## DOCUMENT PASSAGE
--------
After three years of work, military researchers are near the end of a project to find a faster, cheaper way to make tools for large aerospace parts like skins for wings and fuselages.

Results are looking good for large-scale additive manufacturing (AM) of carbon fiber-reinforced thermoplastic materials that can be autoclaved. Compared with metals, the researchers typically saw tool delivery that was up to five times faster and tools that were two or three times cheaper.

But questions remain before the process can move into full-scale production: Would the composite tools stand up to the heat of repeated autoclaving? Over time, will the vacuum integrity hold for an AM tool made from two parts and joined with a sealant?

“I think the big question is, what is the durability of these tools?” said Craig Neslen, low-cost attritable manufacturing lead at the Air Force Research Laboratory (AFRL). “Am I going to lose dimensional accuracy as I expose the tool to repeated thermal cycles? Is it still going to maintain its proper shape and, if so, how many quality parts will I get out of the tool?”

The lab’s results showed a tool made of Ultem 1010 with 10 percent carbon fiber fill withstood 57 cycles in a vacuum-sealed bag in an autoclave at 350°F (177°C) and 90 psi (620 kPa) while maintaining ±0.020in (0.508mm) dimensional accuracy compared with an aluminum tool that theoretically could be used for a “couple hundred cycles” at the same temperature, Neslen said.
--------
## LISTING
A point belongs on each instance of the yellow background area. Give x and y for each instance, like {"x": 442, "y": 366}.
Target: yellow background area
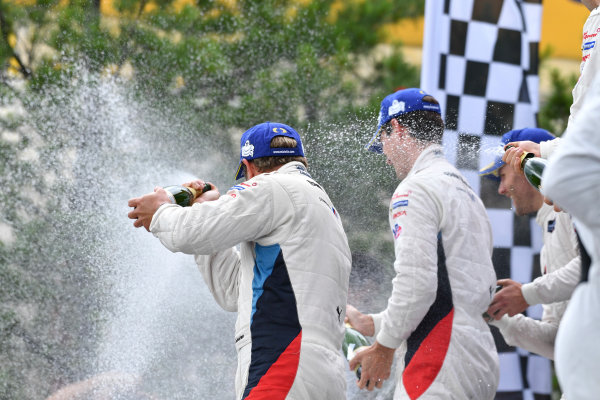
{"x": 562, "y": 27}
--------
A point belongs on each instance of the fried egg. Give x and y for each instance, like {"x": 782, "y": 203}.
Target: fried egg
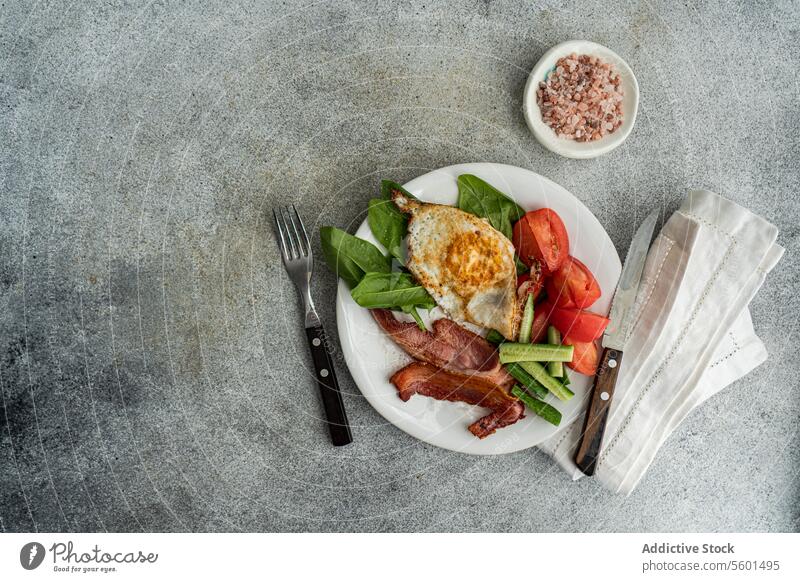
--------
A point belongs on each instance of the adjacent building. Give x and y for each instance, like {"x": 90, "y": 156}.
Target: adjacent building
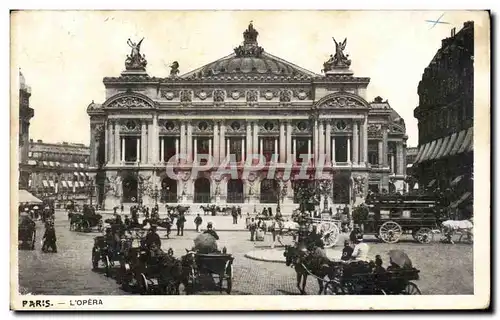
--------
## WRITTEN TASK
In the passage on additive-manufactured aerospace tooling, how many autoclave cycles did the Ultem 1010 tool with 10 percent carbon fiber fill withstand? The records have no connection to the text.

## SOLUTION FOR THIS EXERCISE
57 cycles.